Data

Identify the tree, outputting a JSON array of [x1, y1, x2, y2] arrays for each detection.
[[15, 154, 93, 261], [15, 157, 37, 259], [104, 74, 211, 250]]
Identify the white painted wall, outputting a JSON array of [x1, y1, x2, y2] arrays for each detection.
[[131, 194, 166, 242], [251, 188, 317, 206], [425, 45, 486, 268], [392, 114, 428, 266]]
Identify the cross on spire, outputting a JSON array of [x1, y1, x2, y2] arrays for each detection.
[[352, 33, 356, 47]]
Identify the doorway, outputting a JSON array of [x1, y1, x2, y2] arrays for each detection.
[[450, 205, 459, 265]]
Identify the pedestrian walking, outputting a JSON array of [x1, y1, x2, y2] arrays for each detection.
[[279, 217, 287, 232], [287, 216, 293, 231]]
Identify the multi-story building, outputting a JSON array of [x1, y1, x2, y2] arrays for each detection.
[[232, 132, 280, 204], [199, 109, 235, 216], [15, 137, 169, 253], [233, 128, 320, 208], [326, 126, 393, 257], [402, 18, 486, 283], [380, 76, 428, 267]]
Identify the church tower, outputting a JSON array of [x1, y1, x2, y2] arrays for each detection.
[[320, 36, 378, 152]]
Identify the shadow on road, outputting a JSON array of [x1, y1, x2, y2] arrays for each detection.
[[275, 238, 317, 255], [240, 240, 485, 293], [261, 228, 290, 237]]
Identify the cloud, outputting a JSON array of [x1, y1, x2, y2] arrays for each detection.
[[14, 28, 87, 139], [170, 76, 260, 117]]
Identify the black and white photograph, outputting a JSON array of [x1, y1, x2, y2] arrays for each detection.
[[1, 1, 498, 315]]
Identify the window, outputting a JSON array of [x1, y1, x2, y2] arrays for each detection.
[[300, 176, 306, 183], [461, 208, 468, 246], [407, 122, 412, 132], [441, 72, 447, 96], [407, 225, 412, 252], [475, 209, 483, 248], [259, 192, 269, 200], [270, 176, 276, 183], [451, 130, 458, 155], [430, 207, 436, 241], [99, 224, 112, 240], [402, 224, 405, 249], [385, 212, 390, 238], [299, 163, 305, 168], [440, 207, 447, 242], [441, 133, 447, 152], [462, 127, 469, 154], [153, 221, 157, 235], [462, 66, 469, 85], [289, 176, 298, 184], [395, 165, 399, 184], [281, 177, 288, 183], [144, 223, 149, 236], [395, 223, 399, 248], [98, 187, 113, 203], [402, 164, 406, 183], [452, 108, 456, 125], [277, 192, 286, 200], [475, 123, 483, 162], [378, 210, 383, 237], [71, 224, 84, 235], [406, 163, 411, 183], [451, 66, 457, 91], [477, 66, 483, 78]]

Work to complete
The full listing above needs to be output exactly.

Result
Identify the tree, outputting a JSON array of [x1, y1, x2, y2] arrays for each detection.
[[15, 154, 93, 261], [15, 157, 37, 259], [104, 74, 211, 250]]
Identify the white painted wall, outputting a JSON array of [x1, y1, x2, y2] arrays for each detection.
[[131, 194, 166, 242], [251, 188, 317, 206], [425, 45, 486, 268], [392, 114, 428, 266]]
Identify the cross on spire, outputting a JSON array of [x1, y1, x2, y2] arrays for each detection.
[[352, 33, 356, 47]]
Identify the doorway, outputting a JSON array of [x1, y1, x2, y2] arrays for each detection.
[[450, 205, 459, 265]]
Identify the pedestrian walking, outputting a JSON array of [x1, y1, x2, y2] arrays for each detection.
[[279, 217, 287, 232], [287, 216, 293, 231]]
Identify the multi-story building, outputting a JSON array of [x1, y1, x2, y2] arrays for each detection.
[[232, 132, 280, 204], [199, 109, 235, 216], [15, 137, 169, 253], [233, 128, 320, 208], [326, 126, 393, 257], [402, 18, 486, 283], [380, 76, 428, 267]]
Identify the church tower, outputting a JSON array of [x1, y1, x2, y2] arrays for each detection.
[[320, 36, 378, 152]]
Identify the shadow on road, outputting a JSON array of [x1, y1, x2, y2] arrays for each detection.
[[275, 238, 317, 255], [240, 240, 485, 293], [261, 228, 290, 237]]
Identify the cloud, outputting a JSON array of [x1, y1, x2, y2] arrays for each detection.
[[14, 28, 87, 139], [170, 76, 260, 117]]
Identify the black and white photograph, outputting a JSON array of [x1, y1, x2, y2] arrays for each detection.
[[1, 1, 498, 315]]
Identify the window, outputting a JSON array of [x1, y1, x2, y2] arrays for each detection.
[[300, 176, 306, 183], [461, 208, 468, 246], [407, 122, 412, 132], [441, 72, 447, 96], [407, 225, 412, 252], [475, 209, 483, 248], [259, 192, 269, 200], [270, 176, 276, 183], [451, 130, 458, 155], [430, 207, 436, 241], [99, 224, 112, 240], [402, 224, 405, 249], [385, 212, 390, 238], [299, 163, 305, 168], [440, 207, 447, 242], [441, 133, 447, 152], [462, 127, 469, 154], [153, 221, 157, 235], [462, 66, 469, 85], [289, 176, 298, 184], [395, 165, 399, 184], [281, 177, 288, 183], [144, 223, 149, 236], [395, 223, 399, 248], [98, 187, 113, 203], [402, 164, 406, 183], [452, 108, 456, 125], [277, 192, 286, 200], [475, 123, 483, 162], [378, 210, 383, 237], [71, 224, 84, 235], [406, 163, 411, 183], [451, 66, 457, 91], [477, 66, 483, 78]]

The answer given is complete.